菜单
文档面包屑箭头 Beyla面包屑箭头 Cilium 兼容性
Grafana Cloud

Cilium 兼容性

Cilium 是一个开源的云原生解决方案,用于提供、保护和观测工作负载之间的网络连接。在某些情况下,Cilium 使用的 eBPF 程序可能与 Beyla 使用的 eBPF 程序冲突,并导致问题。

Beyla 和 Cilium 使用 eBPF 流量控制分类器程序,即 BPF_PROG_TYPE_SCHED_CLS。这些程序附加到内核网络栈的 ingress 和 egress 数据路径。它们共同形成一个数据包过滤器链。每个数据包过滤器都可以检查数据包的内容并执行操作,例如重定向或丢弃数据包。

Beyla 程序从不中断数据包的流向,但 Cilium 会在其操作中改变数据包的流向。如果 Cilium 在 Beyla 之前处理数据包,可能会影响 Beyla 处理数据包的能力。

附加模式

Beyla 使用 Linux 内核中的 Traffic Control eXpress (TCX) API 或 Netlink 接口来附加流量控制 (TC) 程序。

TCX API 自内核版本 6.6 起可用,是附加 TC 程序的首选方法。它提供了一种链表机制,可以将程序附加到头部、中部或尾部。Beyla 和 Cilium 会自动检测内核是否支持 TCX,并默认使用它。

当 Beyla 和 Cilium 都使用 TCX 时,它们不会相互干扰。Beyla 将其 eBPF 程序附加到列表的头部,Cilium 附加到尾部。TCX 是在可能的情况下首选的操作模式。

传统的 Netlink 接口依赖于 clsactqdiscs 和 BPF TC 过滤器来将 eBPF 程序附加到网络接口。内核按照优先级顺序执行过滤器,数字越小优先级越高,1 是最高优先级。

当 TCX 不可用时,Beyla 和 Cilium 都使用 Netlink 接口安装 eBPF 程序。如果 Beyla 检测到 Cilium 运行优先级为 1 的程序,Beyla 将退出并显示错误。您可以通过将 Cilium 配置为使用大于 1 的优先级来解决此错误。

如果 Beyla 配置为使用 Netlink 附加并且检测到 Cilium 使用 TCX,它也会拒绝运行。

__挑战题 1__
根据原文回答下列问题:
(a) TCX API 自哪个内核版本起可用?
(b) Beyla 和 Cilium 都使用 TCX 时,Beyla 将其 eBPF 程序附加到列表的哪个位置?
(c) 在 Netlink 接口中,哪个数字代表最高优先级?
__挑战题 2__
原文所述 TCX 的链表机制可以将程序附加到哪些位置?请全部列出。
__挑战题 3__
请逐字照录原文中从“Beyla 使用 Linux”起至“eBPF 程序附加到网络接口。内核按照优先级顺序执行过滤器,数字越小优先级越高,1 是最高优先级。”止的部分,首尾两处均包括在内。

__所给条目__
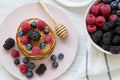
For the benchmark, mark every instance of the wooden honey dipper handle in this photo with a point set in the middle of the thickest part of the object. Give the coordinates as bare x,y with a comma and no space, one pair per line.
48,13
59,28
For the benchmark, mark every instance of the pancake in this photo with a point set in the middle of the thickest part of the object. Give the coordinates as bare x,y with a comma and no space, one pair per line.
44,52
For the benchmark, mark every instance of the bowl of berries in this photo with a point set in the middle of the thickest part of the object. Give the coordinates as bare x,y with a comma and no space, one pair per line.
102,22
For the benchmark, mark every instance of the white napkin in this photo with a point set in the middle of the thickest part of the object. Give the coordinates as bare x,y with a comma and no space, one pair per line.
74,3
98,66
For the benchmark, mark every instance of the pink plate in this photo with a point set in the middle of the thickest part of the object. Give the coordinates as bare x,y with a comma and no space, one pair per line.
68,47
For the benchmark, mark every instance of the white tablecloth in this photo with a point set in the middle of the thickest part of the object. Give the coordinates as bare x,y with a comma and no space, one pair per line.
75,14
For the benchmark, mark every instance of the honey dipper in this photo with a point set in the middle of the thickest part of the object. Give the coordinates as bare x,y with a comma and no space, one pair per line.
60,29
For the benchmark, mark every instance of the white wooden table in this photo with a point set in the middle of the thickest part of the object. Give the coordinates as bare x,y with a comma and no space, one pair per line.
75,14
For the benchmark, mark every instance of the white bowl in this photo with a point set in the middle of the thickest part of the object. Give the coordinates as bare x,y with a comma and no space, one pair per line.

__题目答案 1__
(a) 内核版本 6.6。
(b) 列表的头部。
(c) 1。

__题目答案 2__
头部、中部、尾部。

__题目答案 3__
Beyla 使用 Linux 内核中的 Traffic Control eXpress (TCX) API 或 Netlink 接口来附加流量控制 (TC) 程序。

TCX API 自内核版本 6.6 起可用,是附加 TC 程序的首选方法。它提供了一种链表机制,可以将程序附加到头部、中部或尾部。Beyla 和 Cilium 会自动检测内核是否支持 TCX,并默认使用它。

当 Beyla 和 Cilium 都使用 TCX 时,它们不会相互干扰。Beyla 将其 eBPF 程序附加到列表的头部,Cilium 附加到尾部。TCX 是在可能的情况下首选的操作模式。

传统的 Netlink 接口依赖于 clsactqdiscs 和 BPF TC 过滤器来将 eBPF 程序附加到网络接口。内核按照优先级顺序执行过滤器,数字越小优先级越高,1 是最高优先级。